**RECORDS FOR THIS TASK:**
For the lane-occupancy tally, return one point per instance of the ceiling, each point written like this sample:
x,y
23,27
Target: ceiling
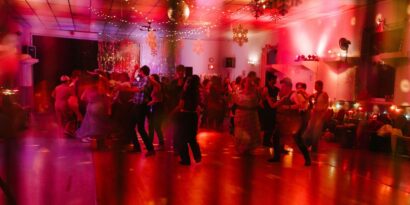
x,y
114,18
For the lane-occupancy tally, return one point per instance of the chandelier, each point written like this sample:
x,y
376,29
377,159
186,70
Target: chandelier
x,y
275,8
240,34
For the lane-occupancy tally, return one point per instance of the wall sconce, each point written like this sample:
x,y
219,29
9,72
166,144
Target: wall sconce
x,y
211,66
252,60
306,58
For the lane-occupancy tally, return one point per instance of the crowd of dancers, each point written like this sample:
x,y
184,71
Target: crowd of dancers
x,y
98,105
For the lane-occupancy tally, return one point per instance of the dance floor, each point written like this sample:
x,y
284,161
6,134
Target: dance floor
x,y
41,168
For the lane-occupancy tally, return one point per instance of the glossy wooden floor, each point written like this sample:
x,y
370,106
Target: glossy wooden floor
x,y
42,168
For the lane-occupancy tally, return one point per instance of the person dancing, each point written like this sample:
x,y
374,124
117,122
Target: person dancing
x,y
187,121
289,120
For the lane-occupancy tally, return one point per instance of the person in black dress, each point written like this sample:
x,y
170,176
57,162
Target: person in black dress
x,y
187,121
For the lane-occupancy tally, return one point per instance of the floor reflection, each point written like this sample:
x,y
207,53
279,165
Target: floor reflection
x,y
41,168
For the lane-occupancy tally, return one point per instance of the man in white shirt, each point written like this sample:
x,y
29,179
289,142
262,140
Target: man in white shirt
x,y
317,116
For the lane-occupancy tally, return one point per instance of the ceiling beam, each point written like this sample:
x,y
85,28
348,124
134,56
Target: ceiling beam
x,y
17,14
51,9
146,16
28,4
71,13
109,13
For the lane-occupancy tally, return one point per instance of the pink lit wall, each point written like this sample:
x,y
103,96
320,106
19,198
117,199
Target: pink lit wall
x,y
320,36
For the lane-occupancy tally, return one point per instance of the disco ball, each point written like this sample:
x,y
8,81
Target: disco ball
x,y
180,13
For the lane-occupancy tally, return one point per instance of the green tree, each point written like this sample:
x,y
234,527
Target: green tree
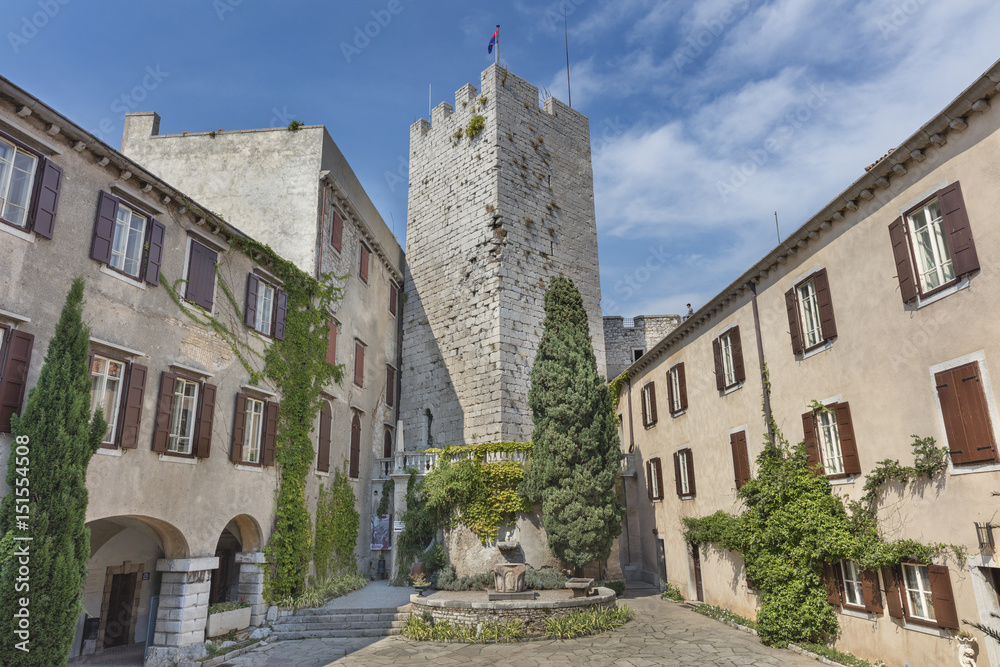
x,y
60,436
577,457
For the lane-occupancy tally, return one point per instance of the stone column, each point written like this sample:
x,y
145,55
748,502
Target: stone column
x,y
251,583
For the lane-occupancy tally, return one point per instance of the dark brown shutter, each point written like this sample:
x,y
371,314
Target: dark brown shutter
x,y
870,589
47,199
848,445
154,256
164,411
901,257
206,420
794,328
720,379
239,429
956,228
337,232
828,324
104,227
325,436
132,412
253,290
738,371
15,376
944,599
280,313
270,433
893,599
809,433
355,447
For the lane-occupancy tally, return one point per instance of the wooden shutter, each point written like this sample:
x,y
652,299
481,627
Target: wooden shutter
x,y
104,227
809,433
132,412
206,420
280,313
720,380
738,370
15,376
828,324
871,592
944,599
848,445
956,228
794,328
355,447
47,199
270,433
253,291
325,436
893,599
154,256
201,276
359,364
901,257
239,429
164,411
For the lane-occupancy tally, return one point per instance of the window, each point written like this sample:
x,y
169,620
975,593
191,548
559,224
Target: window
x,y
649,405
728,352
677,390
967,423
829,438
935,239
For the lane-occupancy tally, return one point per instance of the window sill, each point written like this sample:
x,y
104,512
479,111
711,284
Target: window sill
x,y
122,277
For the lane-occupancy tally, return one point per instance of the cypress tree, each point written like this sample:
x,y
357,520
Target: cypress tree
x,y
61,436
576,457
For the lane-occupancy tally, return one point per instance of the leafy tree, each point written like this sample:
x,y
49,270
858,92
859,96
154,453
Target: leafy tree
x,y
61,436
577,457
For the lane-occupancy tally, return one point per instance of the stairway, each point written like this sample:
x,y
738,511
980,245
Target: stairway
x,y
323,622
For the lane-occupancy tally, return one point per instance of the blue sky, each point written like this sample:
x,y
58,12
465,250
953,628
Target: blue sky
x,y
680,95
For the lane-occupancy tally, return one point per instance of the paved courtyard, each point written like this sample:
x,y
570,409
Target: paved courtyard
x,y
663,633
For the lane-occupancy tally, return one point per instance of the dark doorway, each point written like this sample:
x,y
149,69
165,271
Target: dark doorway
x,y
119,618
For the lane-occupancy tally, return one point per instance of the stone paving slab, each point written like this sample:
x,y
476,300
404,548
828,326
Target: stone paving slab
x,y
662,634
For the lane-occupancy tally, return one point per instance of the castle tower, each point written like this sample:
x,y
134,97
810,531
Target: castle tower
x,y
492,217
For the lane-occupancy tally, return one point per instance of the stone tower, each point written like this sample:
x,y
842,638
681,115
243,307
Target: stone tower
x,y
492,217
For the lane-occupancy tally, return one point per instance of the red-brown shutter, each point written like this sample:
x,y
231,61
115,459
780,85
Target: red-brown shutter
x,y
848,445
871,592
893,600
15,376
956,228
104,227
164,411
720,378
809,433
794,328
132,412
337,232
354,469
239,429
47,199
325,436
828,324
154,255
944,599
270,433
253,291
901,257
206,420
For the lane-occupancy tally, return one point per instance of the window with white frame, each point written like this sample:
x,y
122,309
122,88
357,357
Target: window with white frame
x,y
107,376
127,243
17,175
920,601
182,421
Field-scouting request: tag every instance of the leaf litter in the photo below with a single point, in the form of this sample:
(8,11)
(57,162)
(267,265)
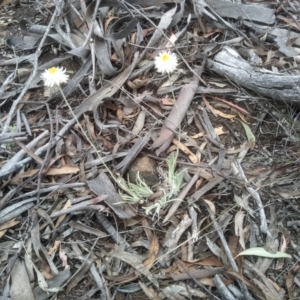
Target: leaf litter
(142,184)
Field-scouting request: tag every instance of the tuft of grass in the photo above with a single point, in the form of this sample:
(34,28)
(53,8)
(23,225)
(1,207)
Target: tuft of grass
(136,193)
(139,192)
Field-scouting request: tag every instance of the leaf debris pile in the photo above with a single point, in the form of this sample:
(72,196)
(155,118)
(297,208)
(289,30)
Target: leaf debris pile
(178,185)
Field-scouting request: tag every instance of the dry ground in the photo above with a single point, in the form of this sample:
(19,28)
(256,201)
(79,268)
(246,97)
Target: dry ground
(218,159)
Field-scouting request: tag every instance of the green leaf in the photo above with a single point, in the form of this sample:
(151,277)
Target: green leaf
(218,84)
(259,251)
(250,135)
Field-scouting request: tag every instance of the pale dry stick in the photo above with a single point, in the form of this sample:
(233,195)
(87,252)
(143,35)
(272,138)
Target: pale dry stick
(222,288)
(263,220)
(184,192)
(33,74)
(18,156)
(228,253)
(20,164)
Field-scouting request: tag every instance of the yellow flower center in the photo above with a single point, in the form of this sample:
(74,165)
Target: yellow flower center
(165,57)
(52,70)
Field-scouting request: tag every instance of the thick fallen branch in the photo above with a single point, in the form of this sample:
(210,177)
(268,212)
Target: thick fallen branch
(276,86)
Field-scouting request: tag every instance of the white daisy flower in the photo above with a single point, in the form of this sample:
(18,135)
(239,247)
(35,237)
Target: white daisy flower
(166,62)
(54,76)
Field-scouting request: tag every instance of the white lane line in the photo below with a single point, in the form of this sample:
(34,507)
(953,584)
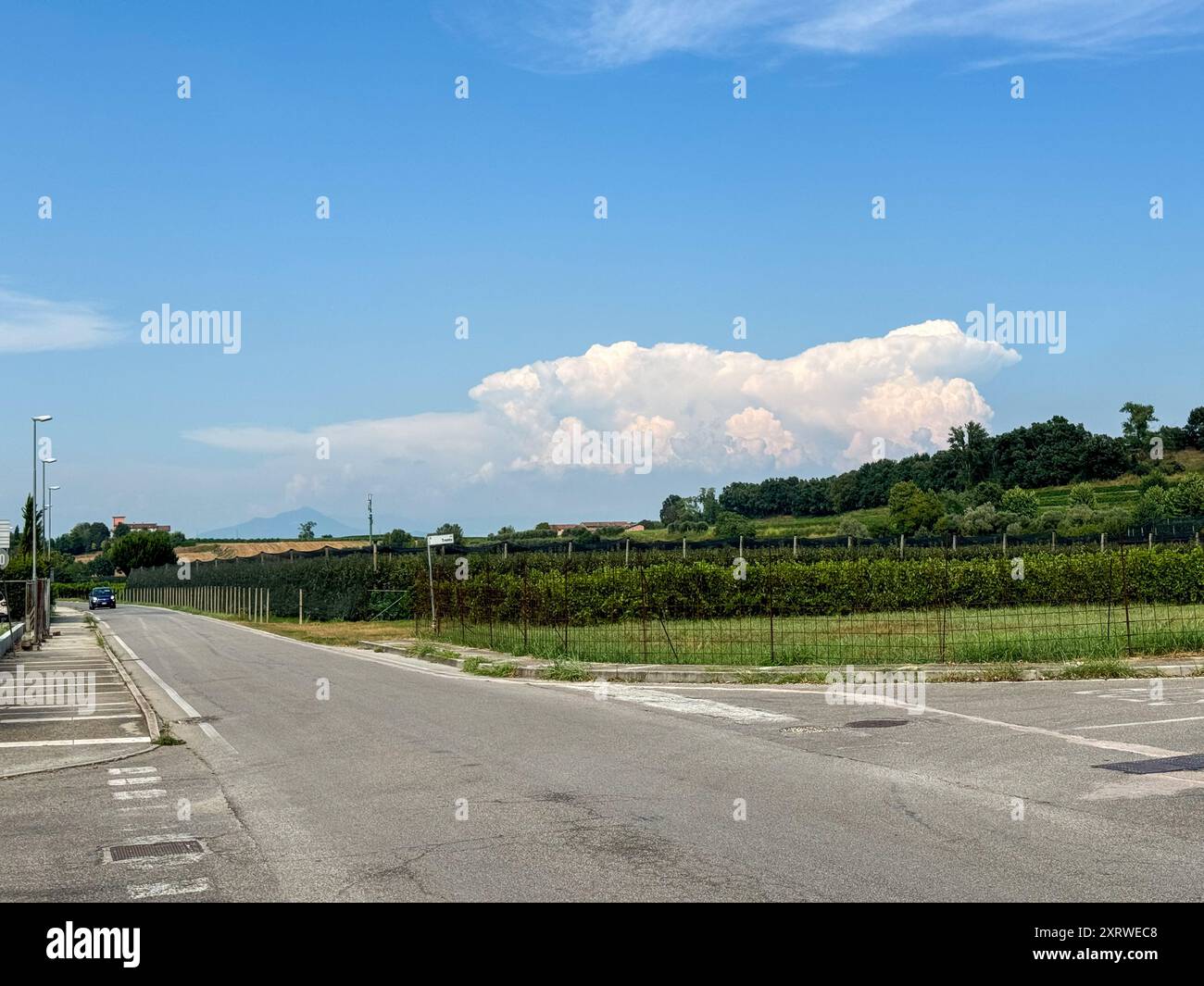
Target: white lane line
(171,693)
(76,742)
(144,794)
(206,728)
(83,718)
(1079,741)
(1144,722)
(141,891)
(681,704)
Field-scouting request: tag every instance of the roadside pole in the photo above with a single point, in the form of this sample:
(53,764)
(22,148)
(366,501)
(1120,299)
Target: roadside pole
(434,540)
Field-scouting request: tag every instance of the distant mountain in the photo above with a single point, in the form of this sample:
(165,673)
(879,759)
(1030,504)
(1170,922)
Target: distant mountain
(284,526)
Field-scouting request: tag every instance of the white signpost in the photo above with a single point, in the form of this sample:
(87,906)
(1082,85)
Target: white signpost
(434,541)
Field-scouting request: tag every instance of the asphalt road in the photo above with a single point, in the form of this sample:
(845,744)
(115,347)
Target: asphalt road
(313,773)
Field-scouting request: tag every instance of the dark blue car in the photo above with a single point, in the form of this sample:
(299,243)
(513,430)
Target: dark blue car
(101,597)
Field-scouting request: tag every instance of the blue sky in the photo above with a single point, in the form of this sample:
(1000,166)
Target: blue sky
(484,207)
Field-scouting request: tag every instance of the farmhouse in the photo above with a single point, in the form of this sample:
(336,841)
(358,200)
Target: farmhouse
(596,525)
(120,519)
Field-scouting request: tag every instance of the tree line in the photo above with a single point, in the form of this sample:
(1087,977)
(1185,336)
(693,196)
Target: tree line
(1052,453)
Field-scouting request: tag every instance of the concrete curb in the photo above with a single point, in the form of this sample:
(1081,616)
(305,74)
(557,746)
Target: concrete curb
(454,655)
(148,714)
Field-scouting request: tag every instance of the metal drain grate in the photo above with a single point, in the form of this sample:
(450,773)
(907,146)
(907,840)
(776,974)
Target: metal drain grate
(149,850)
(1160,766)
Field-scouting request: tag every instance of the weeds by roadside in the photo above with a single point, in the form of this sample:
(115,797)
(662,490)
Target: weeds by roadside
(488,668)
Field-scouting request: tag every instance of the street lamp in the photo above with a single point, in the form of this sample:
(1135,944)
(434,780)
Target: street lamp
(32,523)
(46,529)
(49,514)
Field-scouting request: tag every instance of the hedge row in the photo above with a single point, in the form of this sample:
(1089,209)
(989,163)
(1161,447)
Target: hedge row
(342,588)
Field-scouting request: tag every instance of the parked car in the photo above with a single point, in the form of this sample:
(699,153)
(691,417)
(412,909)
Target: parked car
(101,597)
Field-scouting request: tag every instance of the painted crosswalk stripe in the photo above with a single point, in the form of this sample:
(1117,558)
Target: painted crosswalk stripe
(169,889)
(679,704)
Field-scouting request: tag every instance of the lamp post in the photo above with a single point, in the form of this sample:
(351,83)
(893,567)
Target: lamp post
(49,516)
(46,525)
(32,523)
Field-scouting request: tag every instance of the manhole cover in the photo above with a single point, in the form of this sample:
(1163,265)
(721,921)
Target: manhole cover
(149,850)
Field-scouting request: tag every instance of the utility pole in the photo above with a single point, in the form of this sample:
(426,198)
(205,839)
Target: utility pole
(371,542)
(32,524)
(46,523)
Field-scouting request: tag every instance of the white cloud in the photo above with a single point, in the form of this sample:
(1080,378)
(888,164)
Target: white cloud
(31,324)
(709,412)
(600,34)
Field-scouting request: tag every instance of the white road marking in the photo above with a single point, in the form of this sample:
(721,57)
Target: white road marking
(206,728)
(76,742)
(1145,722)
(143,891)
(171,693)
(681,704)
(83,718)
(1080,741)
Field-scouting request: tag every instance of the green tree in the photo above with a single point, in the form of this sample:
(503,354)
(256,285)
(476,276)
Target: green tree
(1082,495)
(730,526)
(850,528)
(397,538)
(1022,502)
(1187,496)
(143,549)
(707,504)
(675,508)
(1135,428)
(25,535)
(456,530)
(1154,505)
(1195,428)
(913,508)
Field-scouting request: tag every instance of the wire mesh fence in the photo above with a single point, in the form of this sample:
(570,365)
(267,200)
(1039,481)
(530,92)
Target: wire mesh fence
(646,616)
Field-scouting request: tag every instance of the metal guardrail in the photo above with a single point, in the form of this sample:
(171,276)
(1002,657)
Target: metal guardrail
(11,637)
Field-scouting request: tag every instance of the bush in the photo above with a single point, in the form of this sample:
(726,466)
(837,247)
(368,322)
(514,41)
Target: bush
(729,525)
(1082,495)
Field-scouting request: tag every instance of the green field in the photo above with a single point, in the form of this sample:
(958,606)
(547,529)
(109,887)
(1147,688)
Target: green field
(954,636)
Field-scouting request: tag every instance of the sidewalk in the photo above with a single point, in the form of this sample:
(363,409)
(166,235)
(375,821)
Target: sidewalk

**EXERCISE TASK:** Copy out the lines from the line containing "Field-scouting request: tag every instance of the green tree" to the end of the listing above, without alteration.

**ANSWER TO THE PROBLEM:**
Field-scouting request: tag every instance of the green tree in the photo above with a single point, in the form of this sample:
(503,354)
(256,285)
(476,276)
Target: green tree
(1082,495)
(730,526)
(850,528)
(397,538)
(1022,502)
(1187,496)
(143,549)
(707,504)
(675,508)
(1135,428)
(25,535)
(456,530)
(1154,505)
(1195,428)
(913,508)
Field-scouting request: tag every instance of the wire mesh fence in the photo above with a single point, in the form of this sample:
(570,365)
(267,200)
(1039,481)
(530,92)
Target: wire mesh fence
(646,616)
Field-scouting request: tag every instance of the metal guardrail in the photo above with a single point, in the form of this sample:
(171,276)
(1002,657)
Target: metal guardrail
(11,637)
Field-scouting request: tag every instance of the bush in the photo above with a single point, in the form of this sample:
(726,466)
(837,247)
(368,322)
(514,41)
Target: bush
(729,525)
(1082,495)
Field-scouting request: tag every instance of the green field in the photo above with a single point, in the form of this sample:
(958,606)
(547,529)
(109,887)
(1147,688)
Target: green field
(954,636)
Field-scouting request: tag every instance of the sidewalk in the photo above with a single point, in the form of this sample:
(363,409)
(166,235)
(375,821)
Target: sidewalk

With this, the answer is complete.